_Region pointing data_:
=== Begin Enclosure ===
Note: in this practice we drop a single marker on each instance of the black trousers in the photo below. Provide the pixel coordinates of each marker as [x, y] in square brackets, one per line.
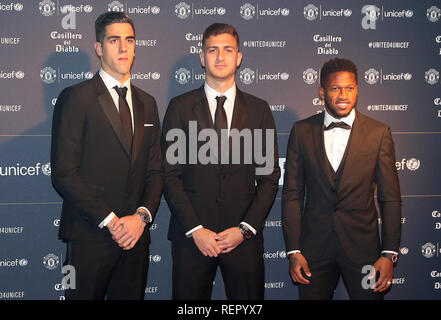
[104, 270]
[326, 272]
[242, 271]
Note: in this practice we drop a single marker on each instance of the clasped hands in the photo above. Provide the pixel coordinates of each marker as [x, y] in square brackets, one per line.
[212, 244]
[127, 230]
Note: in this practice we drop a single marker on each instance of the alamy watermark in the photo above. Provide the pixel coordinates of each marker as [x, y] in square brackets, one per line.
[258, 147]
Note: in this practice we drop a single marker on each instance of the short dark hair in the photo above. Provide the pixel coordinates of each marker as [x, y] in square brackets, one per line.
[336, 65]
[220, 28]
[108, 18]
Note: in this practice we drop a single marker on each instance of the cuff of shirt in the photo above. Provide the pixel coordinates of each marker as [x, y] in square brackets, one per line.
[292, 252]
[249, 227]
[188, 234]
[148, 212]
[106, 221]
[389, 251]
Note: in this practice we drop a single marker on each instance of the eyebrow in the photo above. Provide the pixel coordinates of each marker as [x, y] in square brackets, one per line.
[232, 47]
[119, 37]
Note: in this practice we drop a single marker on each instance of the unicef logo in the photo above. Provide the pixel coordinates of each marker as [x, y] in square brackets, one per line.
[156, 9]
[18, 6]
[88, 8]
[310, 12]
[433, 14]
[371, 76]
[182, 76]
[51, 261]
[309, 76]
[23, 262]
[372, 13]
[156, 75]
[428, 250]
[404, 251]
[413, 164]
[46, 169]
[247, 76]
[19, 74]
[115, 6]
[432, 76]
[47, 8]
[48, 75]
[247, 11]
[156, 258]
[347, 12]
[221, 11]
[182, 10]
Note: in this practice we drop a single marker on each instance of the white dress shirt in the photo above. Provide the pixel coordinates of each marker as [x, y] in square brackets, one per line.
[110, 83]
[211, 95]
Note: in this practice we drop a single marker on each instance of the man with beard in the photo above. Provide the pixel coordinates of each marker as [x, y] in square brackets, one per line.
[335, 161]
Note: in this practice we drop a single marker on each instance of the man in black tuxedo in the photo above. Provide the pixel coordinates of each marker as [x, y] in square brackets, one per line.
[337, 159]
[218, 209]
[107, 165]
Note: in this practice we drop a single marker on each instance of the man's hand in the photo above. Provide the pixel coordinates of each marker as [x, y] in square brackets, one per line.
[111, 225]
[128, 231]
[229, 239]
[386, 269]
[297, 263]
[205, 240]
=== End Enclosure ===
_TASK DIRECTIONS_: Every entry above needs to be retyped exactly; drop the pictures.

_YOUR RESPONSE_:
Note: in this practice we drop a single marker on each instance of the black trousers in the photo below. Provide the pixel coordinates of each marker as [x, y] in square brackets, one per line.
[104, 270]
[326, 272]
[242, 271]
Note: in this practice we drop a single marker on each instance of the clasped hands in the photo above. Provide the pixel coordinates of each marker as [x, y] in square brackets, one per line.
[212, 244]
[127, 230]
Note: in this practice we drop a single marker on each instance of the alamy watermark in the photo above. Provide the pixel coordinates of each marker as [x, y] in square brackets, one per line.
[258, 147]
Note: in this practice we drop a single marker on each instance of the short dark hair in the photo above. Provide the pixel coordinates of each marker as [x, y] in square brackets, one per line.
[336, 65]
[220, 28]
[108, 18]
Note: in this practice we drop a single marker on each instance of the cuff of shirt in the photo above. Provide the pixel coordinates of each marker as [x, y] in square brackets, one per line.
[292, 252]
[249, 227]
[188, 234]
[148, 212]
[106, 221]
[389, 251]
Note: in this practice we drop a single marker on each instance of the eyebrow in the photo above. Provide the pixel coordinates of each marker as [x, y] in square brackets, one per line.
[232, 47]
[119, 37]
Note: in this practice we drop a single marker on each instance of the unicef logo in the photo above. Provide the pixel coordinates of each marker as [x, y] in square brackets, one per line.
[156, 9]
[18, 6]
[88, 8]
[310, 12]
[433, 14]
[371, 76]
[182, 76]
[51, 261]
[309, 76]
[23, 262]
[372, 13]
[156, 75]
[428, 250]
[404, 251]
[413, 164]
[46, 169]
[247, 76]
[19, 74]
[115, 6]
[432, 76]
[47, 8]
[48, 75]
[247, 11]
[156, 258]
[347, 12]
[221, 11]
[182, 10]
Note: in this practice we drop a single marker on each instance of the white dress shirt in the photo above. Provide the pixel coordinates of each marker as [x, y] in square brackets, one per line.
[110, 83]
[211, 95]
Note: in this practice we drop a single marker on each instance of the man with beard in the photo above. Provide the pixel coordinates of each marker as [x, y] in square brackets, one per line.
[335, 161]
Note: in this practice we drop a single marker on each instance of the man in black tuxedo in the photo above. Provide the pixel coordinates of each marker as [x, y] in square brackets, one per line.
[337, 159]
[218, 209]
[107, 165]
Note: in this practice we drop a single marker on each instance of the man's hand in the photo above. Provide the pixel coordinates of each marker as [x, y] in square brackets, one per line.
[111, 225]
[128, 231]
[229, 239]
[386, 269]
[297, 263]
[205, 240]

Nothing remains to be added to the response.